## Work to do
Copy the passage about the proposed security-breach news system word for word, in full.
-- start of Selected extract --
The proposed system will have two goals. One is to search and retrieve from the Internet any news related to security breaches. The other is to gather or extract facts and rules for the inference engine that supports security management of the organization, or the user.

Regarding first functionality of the system, it may seem unnecessary to search and retrieve information related to security of information, especially of new breaches, when there are a lot of national and international organizations (e.g., CERT) with these goals. Unfortunately, there is another world outside these organizations that is more dynamic and more dangerous: the hacker’s world. Most of the security-related approaches are based on the fixed idea that if enough force is used and enough constraints are enforced, the activity of the hackers can be really controlled. This seems to be a classical military approach. Years of efforts have already proven its lack of efficiency. A more diplomatic solution will be to discreetly intercept the hackers’ social networks where the latest news related to security breaches appears. With this time advantage, a contingency plan within the organization can be developed. As a result, the system must search (using intelligent agents) any underground network that can be accessed or intercepted using an application.
-- end of Selected extract --
-- start of Supplied records --
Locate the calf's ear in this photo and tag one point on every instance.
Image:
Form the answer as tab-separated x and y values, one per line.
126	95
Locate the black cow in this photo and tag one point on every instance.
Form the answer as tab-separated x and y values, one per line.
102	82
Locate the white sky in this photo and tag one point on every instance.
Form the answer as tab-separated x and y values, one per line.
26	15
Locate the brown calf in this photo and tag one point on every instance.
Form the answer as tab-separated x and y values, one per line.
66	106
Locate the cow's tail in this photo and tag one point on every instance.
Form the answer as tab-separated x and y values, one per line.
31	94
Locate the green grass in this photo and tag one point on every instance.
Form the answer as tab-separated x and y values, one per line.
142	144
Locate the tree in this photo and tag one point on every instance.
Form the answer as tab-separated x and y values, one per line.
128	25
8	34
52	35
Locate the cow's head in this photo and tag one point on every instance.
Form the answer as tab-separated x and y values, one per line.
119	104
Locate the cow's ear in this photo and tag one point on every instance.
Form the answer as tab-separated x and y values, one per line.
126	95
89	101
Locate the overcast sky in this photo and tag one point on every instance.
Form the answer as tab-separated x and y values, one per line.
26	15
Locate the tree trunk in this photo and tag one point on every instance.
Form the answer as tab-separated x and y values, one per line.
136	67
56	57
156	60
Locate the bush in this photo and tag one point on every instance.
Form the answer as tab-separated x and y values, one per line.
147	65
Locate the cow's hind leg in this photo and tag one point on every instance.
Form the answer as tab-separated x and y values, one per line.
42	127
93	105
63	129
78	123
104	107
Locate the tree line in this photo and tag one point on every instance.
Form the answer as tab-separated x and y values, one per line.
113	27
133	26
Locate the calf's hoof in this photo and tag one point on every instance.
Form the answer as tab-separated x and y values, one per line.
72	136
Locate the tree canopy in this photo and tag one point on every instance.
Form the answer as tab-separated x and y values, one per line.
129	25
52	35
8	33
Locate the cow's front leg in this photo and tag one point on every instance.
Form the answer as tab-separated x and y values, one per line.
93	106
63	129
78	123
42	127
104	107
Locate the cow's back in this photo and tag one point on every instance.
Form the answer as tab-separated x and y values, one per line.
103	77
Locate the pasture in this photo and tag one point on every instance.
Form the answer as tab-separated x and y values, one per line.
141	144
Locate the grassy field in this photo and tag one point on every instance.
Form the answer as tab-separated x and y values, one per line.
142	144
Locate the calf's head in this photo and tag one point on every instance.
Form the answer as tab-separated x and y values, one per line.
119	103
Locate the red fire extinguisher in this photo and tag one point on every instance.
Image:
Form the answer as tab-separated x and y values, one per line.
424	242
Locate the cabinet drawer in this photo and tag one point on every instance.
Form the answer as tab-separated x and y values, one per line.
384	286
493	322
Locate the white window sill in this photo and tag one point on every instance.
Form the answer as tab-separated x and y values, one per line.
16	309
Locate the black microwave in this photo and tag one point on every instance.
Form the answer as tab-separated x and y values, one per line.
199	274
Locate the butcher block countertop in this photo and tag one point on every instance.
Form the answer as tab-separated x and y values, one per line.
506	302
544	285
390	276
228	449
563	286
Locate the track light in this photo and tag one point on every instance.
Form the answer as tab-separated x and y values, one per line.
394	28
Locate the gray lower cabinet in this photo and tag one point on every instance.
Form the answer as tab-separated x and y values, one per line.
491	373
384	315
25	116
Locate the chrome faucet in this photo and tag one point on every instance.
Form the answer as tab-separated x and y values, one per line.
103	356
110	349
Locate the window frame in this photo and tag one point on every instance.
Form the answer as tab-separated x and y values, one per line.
-- end of Supplied records --
## Task result
The proposed system will have two goals. One is to search and retrieve from the Internet any news related to security breaches. The other is to gather or extract facts and rules for the inference engine that supports security management of the organization, or the user.

Regarding first functionality of the system, it may seem unnecessary to search and retrieve information related to security of information, especially of new breaches, when there are a lot of national and international organizations (e.g., CERT) with these goals. Unfortunately, there is another world outside these organizations that is more dynamic and more dangerous: the hacker’s world. Most of the security-related approaches are based on the fixed idea that if enough force is used and enough constraints are enforced, the activity of the hackers can be really controlled. This seems to be a classical military approach. Years of efforts have already proven its lack of efficiency. A more diplomatic solution will be to discreetly intercept the hackers’ social networks where the latest news related to security breaches appears. With this time advantage, a contingency plan within the organization can be developed. As a result, the system must search (using intelligent agents) any underground network that can be accessed or intercepted using an application.